* **Task goal**
Count the lines in the records below that contain the string "skin", matching case exactly, and give only that number.

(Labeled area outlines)
++++++++++

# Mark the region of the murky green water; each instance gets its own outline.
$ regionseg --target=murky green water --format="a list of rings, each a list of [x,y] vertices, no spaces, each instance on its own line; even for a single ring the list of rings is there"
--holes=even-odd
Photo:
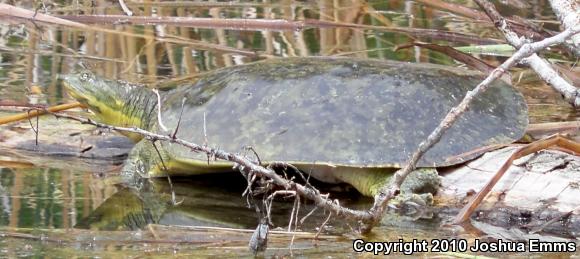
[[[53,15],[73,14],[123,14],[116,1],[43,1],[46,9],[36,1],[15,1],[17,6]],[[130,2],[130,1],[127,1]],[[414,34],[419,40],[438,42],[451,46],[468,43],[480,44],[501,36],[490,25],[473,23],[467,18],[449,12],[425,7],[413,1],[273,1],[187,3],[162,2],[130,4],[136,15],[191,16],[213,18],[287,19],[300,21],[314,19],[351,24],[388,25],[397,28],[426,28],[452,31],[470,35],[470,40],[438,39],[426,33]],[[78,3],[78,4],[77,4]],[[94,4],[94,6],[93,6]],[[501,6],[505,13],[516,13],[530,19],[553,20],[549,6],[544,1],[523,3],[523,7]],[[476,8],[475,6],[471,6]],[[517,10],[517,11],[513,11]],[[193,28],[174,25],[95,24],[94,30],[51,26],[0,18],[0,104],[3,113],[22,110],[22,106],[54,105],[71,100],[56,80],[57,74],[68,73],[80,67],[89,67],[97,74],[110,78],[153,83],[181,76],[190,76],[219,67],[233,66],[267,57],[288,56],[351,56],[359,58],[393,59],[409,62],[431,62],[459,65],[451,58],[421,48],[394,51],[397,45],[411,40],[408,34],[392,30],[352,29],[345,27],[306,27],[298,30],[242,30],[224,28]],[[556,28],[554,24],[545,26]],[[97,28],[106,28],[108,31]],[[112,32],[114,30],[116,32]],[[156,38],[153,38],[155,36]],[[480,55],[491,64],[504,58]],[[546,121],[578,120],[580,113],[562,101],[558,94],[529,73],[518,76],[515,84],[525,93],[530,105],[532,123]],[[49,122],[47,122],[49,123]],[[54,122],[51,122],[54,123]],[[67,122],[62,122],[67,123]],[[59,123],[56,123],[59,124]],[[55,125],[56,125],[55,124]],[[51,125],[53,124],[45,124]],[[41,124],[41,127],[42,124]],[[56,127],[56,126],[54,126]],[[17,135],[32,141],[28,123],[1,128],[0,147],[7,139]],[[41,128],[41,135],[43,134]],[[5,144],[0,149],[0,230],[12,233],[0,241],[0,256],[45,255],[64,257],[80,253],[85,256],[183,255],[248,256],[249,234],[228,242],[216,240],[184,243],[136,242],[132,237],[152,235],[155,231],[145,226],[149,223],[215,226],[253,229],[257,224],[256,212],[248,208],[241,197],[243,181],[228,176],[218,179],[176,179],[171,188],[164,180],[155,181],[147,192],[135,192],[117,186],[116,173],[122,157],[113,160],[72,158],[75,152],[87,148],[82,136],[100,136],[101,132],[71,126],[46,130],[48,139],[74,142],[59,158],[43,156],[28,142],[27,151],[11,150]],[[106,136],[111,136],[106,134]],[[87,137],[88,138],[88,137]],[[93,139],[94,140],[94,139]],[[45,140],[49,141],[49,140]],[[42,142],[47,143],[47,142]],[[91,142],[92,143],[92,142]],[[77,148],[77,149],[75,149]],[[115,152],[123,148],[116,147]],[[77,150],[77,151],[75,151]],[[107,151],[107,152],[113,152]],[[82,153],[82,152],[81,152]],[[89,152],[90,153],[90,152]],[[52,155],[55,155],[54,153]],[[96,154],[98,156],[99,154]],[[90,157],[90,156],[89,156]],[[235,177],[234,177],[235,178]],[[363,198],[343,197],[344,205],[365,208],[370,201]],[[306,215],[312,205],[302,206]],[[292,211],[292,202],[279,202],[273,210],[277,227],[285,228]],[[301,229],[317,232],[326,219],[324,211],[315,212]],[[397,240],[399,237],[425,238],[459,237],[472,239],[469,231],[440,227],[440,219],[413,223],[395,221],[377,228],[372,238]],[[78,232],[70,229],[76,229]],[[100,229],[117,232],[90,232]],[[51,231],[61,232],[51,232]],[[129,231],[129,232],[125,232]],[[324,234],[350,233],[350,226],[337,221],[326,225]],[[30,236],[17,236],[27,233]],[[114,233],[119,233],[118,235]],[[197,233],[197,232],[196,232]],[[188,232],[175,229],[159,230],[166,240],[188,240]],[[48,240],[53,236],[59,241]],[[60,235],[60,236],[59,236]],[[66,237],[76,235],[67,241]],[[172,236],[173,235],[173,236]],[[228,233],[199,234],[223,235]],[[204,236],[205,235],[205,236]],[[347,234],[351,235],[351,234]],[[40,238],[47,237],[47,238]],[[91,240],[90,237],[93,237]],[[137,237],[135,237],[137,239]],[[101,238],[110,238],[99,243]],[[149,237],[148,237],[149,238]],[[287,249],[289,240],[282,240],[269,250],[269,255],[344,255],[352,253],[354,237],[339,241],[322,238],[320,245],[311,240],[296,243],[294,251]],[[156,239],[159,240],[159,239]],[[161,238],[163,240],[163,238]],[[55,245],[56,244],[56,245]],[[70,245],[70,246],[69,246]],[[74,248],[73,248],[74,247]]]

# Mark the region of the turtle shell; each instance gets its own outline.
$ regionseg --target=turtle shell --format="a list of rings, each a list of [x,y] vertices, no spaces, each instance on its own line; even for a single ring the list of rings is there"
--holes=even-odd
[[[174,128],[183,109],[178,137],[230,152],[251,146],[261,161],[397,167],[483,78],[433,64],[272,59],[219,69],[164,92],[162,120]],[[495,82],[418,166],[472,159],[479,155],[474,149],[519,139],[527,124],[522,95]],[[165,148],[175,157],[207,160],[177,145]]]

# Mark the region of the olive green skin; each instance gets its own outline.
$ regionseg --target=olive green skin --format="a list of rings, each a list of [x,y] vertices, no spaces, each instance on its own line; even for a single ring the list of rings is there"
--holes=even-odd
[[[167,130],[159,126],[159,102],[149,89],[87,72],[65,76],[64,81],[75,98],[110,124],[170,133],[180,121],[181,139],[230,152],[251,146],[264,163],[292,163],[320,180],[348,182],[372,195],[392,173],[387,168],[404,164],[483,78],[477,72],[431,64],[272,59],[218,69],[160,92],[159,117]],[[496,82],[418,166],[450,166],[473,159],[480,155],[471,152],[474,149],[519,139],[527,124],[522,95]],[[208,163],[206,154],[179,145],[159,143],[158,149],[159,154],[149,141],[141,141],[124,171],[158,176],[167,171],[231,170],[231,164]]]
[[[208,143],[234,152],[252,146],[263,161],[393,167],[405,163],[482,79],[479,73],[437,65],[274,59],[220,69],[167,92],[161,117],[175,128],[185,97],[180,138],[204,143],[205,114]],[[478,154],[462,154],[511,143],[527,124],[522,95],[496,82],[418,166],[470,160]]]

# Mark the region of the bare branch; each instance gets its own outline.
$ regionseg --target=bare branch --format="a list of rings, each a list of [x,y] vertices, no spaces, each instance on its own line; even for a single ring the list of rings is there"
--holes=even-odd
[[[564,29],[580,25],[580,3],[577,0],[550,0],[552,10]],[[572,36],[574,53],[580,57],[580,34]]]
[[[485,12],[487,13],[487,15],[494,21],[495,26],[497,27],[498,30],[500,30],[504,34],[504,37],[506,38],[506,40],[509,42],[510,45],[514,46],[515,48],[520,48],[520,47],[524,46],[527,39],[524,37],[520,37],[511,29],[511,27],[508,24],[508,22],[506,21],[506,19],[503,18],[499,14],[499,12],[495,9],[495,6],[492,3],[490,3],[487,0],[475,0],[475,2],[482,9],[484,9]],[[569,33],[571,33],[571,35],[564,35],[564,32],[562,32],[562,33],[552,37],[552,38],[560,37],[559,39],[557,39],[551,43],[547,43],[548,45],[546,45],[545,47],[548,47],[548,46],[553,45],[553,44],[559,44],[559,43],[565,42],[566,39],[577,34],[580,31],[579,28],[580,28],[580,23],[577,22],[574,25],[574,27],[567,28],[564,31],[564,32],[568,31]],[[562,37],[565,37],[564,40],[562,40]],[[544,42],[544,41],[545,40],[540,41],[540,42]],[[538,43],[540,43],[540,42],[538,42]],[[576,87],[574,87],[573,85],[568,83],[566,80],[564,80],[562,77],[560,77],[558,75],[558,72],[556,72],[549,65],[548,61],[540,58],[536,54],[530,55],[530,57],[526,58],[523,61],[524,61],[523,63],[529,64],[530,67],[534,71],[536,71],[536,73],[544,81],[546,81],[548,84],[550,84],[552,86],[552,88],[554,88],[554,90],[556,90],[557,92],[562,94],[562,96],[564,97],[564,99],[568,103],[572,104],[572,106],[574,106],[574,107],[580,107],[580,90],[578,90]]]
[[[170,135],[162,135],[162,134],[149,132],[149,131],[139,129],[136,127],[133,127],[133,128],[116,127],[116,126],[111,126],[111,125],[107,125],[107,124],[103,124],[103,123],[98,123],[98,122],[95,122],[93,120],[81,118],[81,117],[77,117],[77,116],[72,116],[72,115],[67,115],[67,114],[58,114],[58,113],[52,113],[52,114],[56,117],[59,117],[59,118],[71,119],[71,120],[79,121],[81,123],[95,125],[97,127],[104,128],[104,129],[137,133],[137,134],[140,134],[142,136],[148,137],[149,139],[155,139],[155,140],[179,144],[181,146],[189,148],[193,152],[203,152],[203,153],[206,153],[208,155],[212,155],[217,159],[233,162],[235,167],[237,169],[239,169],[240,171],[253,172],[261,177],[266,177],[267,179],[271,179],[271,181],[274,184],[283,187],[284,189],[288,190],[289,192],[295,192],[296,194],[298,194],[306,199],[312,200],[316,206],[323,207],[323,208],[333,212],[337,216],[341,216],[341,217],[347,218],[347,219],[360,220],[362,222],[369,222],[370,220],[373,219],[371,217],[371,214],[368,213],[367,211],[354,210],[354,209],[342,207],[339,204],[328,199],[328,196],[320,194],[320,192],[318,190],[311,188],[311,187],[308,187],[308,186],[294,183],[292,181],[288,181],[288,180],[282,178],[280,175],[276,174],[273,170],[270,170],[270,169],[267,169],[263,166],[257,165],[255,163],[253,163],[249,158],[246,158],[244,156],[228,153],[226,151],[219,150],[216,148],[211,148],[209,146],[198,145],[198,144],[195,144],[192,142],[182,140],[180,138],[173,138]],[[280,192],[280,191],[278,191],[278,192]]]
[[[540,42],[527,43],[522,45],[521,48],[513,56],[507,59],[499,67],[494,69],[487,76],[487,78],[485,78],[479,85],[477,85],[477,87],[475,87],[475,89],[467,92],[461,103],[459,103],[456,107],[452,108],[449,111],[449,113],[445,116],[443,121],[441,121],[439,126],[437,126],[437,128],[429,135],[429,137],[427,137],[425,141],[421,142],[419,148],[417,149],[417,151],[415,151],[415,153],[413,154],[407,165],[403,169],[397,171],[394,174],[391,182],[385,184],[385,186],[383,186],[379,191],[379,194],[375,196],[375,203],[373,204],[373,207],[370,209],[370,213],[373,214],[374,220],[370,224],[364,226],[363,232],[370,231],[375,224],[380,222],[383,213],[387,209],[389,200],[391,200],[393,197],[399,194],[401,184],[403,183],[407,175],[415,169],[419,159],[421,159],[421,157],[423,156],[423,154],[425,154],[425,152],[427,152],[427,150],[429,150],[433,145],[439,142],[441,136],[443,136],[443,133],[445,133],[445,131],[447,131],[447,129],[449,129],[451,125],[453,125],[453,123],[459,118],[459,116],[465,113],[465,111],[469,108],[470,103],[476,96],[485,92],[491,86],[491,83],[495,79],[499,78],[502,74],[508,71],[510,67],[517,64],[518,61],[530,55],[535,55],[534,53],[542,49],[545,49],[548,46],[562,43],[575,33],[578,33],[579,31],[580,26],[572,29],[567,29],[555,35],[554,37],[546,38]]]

++++++++++

* **Final result**
2